[READING TEXT]

The fate of Indian-origin surgeon Jayant Patel, dubbed as 'Dr Death', remained in suspense as the 12-member jury deciding his fate continued to weigh evidence for the sixth day before pronouncing its long-awaited verdict.
Patel, 60, has pleaded not guilty to the manslaughter of Gerry Kemps, 77, James Phillips, 46, and Mervyn Morris, 75, and causing grievous bodily harm to Ian Rodney Vowles, 62, on various dates between March 2003 and April 2005.
The jury had retired to consider their verdicts last Wednesday, after hearing the case for 14 weeks and examining evidence from over 75 witnesses, the six men and six women an ABC report said.
Prosecutors told Brisbane Supreme Court that Patel was criminally negligent when he performed two oesophagectomies and two bowel operations on four men at the Bundaberg Hospital.

[/READING TEXT]

**REQUIRED ACTIONS**:
• a. Rewrite the report on the Jayant Patel trial between "The jury had" and "ABC report said.", inclusive, changing "last Wednesday" to "on Monday".
• b. According to the report on the Jayant Patel trial, at which hospital did Patel perform the operations on the four men?
• c. Pick up the report on the Jayant Patel trial after its final sentence and carry it on.
The items have nothing to do with the report on the Jayant Patel trial or with any work done on it.

[INFORMATION GIVEN]

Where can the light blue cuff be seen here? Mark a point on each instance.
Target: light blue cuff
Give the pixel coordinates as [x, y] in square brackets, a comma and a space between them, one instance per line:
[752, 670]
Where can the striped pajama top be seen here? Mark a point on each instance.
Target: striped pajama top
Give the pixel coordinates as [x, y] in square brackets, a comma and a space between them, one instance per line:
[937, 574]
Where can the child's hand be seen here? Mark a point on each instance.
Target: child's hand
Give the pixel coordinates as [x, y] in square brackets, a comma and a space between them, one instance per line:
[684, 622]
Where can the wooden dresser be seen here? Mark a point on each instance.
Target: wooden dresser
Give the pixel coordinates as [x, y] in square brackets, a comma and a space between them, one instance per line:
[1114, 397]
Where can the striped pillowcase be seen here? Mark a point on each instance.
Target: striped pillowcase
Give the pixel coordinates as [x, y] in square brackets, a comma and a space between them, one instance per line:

[/INFORMATION GIVEN]

**ANSWERS BY ITEM NUMBER**:
• a.
The jury had retired to consider their verdicts on Monday, after hearing the case for 14 weeks and examining evidence from over 75 witnesses, the six men and six women an ABC report said.

• b. The Bundaberg Hospital.

• c.
Justice John Byrne reminded the jury of the Crown's case that Patel was a bad surgeon motivated by ego and suffering from a lack of insight about his limitations.
The prosecution said Patel's operations were well below the standard of a competent surgeon and Patel had ignored the hospital's limitations to care for his patients.
Justice Byrne also said Patel's lawyers had argued Patel possessed the necessary skills to operate and deal with post-operative complications.
He reminded the jury prosecutors of Patel ignoring surgical restrictions imposed on him by US medical authorities and launched into major operations at Bundaberg seven weeks after he arrived in 2003.